Exercise:
Pick out every line of the material below that contains the string "sign", matching case exactly. Copy each such line in full.

(Entries pointing to named objects)
* begin *

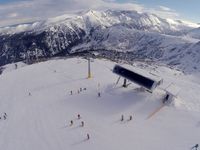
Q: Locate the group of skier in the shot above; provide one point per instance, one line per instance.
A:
(82, 123)
(78, 91)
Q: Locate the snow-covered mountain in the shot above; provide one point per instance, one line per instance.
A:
(141, 34)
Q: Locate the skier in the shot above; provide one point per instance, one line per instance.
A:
(79, 116)
(88, 136)
(195, 147)
(130, 118)
(99, 94)
(71, 122)
(82, 123)
(122, 118)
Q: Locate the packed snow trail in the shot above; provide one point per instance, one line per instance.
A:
(41, 120)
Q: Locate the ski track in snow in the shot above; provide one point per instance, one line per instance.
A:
(41, 120)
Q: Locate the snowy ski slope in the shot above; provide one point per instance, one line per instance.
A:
(40, 121)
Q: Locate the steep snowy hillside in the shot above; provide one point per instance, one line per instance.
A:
(143, 35)
(37, 106)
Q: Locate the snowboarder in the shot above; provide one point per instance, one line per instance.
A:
(195, 147)
(82, 123)
(99, 94)
(130, 118)
(71, 122)
(88, 136)
(122, 118)
(79, 116)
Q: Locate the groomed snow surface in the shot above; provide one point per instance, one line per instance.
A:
(39, 107)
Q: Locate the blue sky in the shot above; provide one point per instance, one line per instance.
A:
(18, 11)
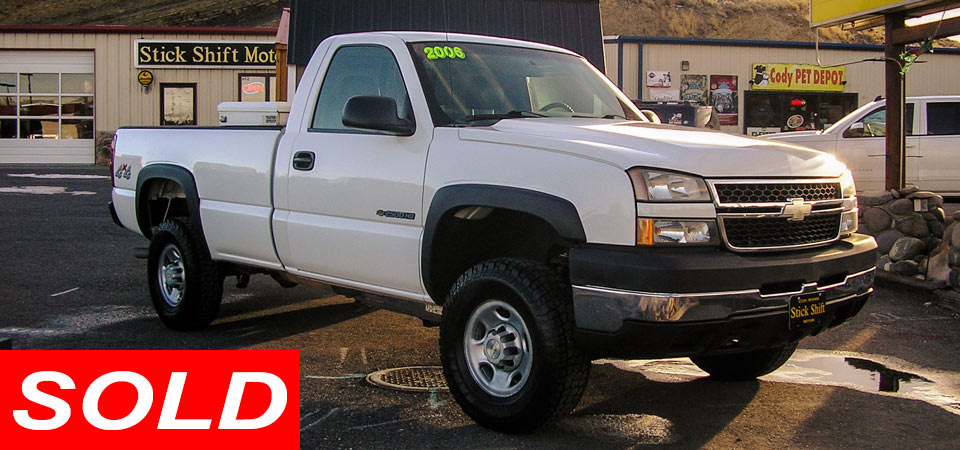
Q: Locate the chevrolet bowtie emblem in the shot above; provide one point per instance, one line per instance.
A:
(797, 210)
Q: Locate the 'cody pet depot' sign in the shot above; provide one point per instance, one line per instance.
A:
(797, 77)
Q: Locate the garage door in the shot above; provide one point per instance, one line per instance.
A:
(46, 106)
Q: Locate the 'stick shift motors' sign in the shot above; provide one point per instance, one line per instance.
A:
(149, 399)
(215, 54)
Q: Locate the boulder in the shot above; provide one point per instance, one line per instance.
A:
(886, 239)
(876, 220)
(953, 257)
(912, 226)
(937, 268)
(905, 248)
(906, 268)
(936, 227)
(931, 242)
(901, 207)
(909, 190)
(935, 214)
(874, 198)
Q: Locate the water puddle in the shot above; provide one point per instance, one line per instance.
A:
(872, 374)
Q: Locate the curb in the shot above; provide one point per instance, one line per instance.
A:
(942, 296)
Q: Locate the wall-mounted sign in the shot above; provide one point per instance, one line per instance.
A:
(145, 78)
(797, 77)
(724, 98)
(832, 12)
(204, 55)
(658, 79)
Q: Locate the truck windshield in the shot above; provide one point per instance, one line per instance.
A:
(475, 84)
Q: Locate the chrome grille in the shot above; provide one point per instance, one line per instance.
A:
(762, 215)
(732, 193)
(773, 232)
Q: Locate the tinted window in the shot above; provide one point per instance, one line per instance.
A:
(875, 123)
(943, 118)
(358, 70)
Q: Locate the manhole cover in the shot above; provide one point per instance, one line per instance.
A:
(416, 379)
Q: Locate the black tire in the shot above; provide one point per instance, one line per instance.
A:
(558, 371)
(745, 366)
(201, 284)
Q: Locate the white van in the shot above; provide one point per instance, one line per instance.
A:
(933, 143)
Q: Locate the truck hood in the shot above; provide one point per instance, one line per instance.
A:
(627, 144)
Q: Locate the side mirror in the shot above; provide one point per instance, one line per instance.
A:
(651, 115)
(855, 131)
(377, 113)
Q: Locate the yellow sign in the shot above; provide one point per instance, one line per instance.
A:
(797, 77)
(833, 12)
(145, 77)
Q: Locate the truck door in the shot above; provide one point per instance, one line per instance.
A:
(862, 147)
(940, 146)
(354, 197)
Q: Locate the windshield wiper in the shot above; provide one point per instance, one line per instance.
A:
(515, 114)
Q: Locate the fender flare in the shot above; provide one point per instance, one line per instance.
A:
(178, 175)
(559, 213)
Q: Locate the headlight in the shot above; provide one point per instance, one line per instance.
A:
(847, 186)
(660, 186)
(676, 232)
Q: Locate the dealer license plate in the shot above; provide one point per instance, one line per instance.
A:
(807, 311)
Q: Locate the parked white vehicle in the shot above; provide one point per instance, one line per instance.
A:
(933, 143)
(509, 191)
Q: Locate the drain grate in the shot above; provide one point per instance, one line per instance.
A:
(415, 379)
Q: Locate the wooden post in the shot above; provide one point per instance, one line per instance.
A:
(895, 90)
(281, 72)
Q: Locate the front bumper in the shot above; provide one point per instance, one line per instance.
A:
(710, 301)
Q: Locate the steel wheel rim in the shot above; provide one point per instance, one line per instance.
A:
(498, 348)
(171, 275)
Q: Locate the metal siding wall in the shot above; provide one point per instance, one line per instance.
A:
(120, 101)
(935, 77)
(573, 24)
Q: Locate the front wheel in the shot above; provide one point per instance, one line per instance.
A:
(507, 348)
(185, 284)
(745, 366)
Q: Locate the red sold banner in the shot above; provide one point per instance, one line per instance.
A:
(150, 399)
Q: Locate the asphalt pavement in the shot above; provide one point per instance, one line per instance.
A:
(890, 378)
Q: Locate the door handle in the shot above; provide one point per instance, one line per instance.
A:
(303, 160)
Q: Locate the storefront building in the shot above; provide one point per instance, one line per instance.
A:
(61, 87)
(760, 87)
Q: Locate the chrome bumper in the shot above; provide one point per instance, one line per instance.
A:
(603, 309)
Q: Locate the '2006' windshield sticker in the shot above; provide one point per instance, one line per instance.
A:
(444, 52)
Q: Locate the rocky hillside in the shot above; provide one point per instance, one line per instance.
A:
(231, 13)
(779, 20)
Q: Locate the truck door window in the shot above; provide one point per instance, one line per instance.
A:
(943, 118)
(358, 70)
(875, 124)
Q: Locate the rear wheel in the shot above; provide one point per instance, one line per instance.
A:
(185, 284)
(745, 366)
(507, 348)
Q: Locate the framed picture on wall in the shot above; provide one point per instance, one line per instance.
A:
(178, 104)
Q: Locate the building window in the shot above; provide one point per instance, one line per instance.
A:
(178, 103)
(46, 105)
(257, 87)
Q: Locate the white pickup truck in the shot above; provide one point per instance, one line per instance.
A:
(932, 125)
(510, 192)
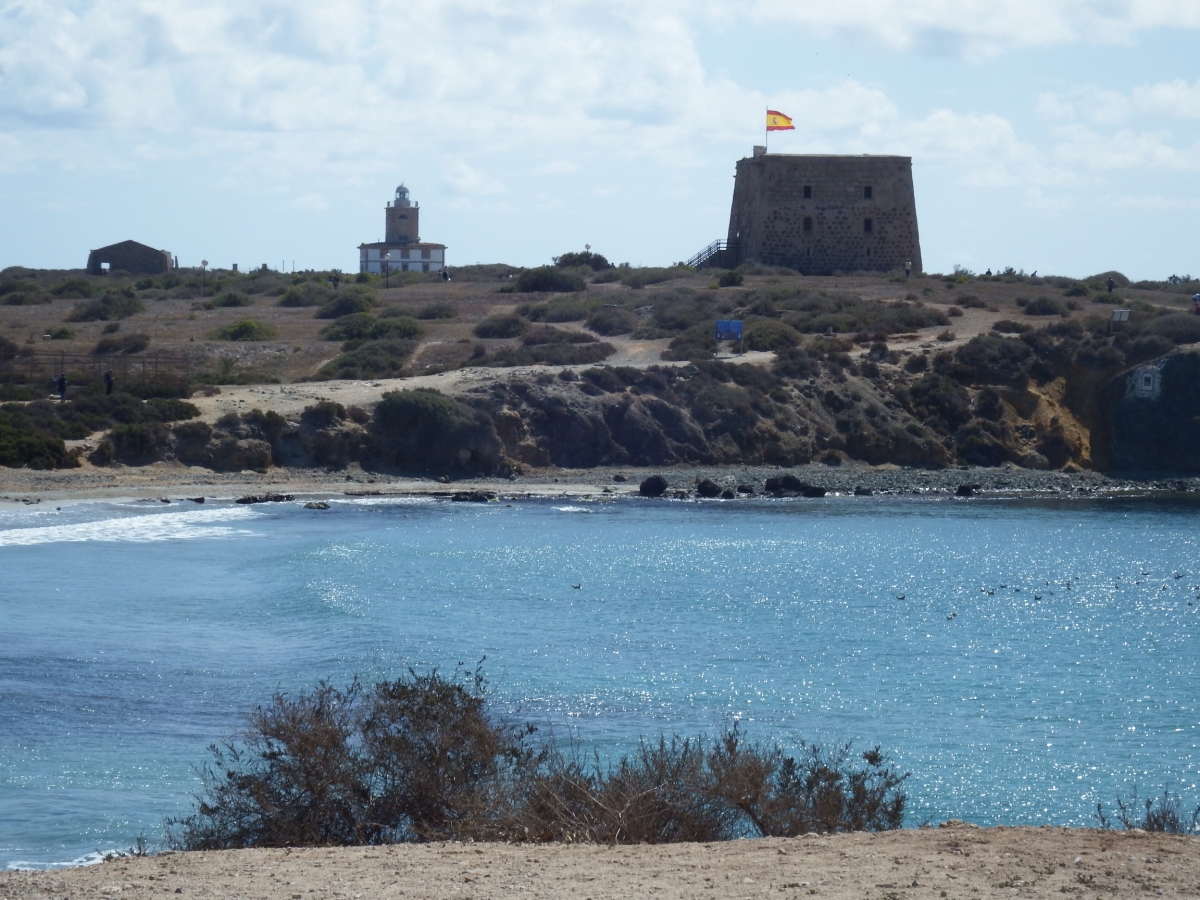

* end *

Result of the task:
Q: Locate the 'cody pet depot' sign in the shot above; provide one point per instance, one line per instance.
Q: Locate the 'stick shift motors' sign in the shot above; provide one point per instance, one line per instance.
Q: Locate the wall-mounted sign in the shot above; provide one point per instance, one line per instance.
Q: Locate the yellow sign in the shot above; provide one point per instance, one line per instance.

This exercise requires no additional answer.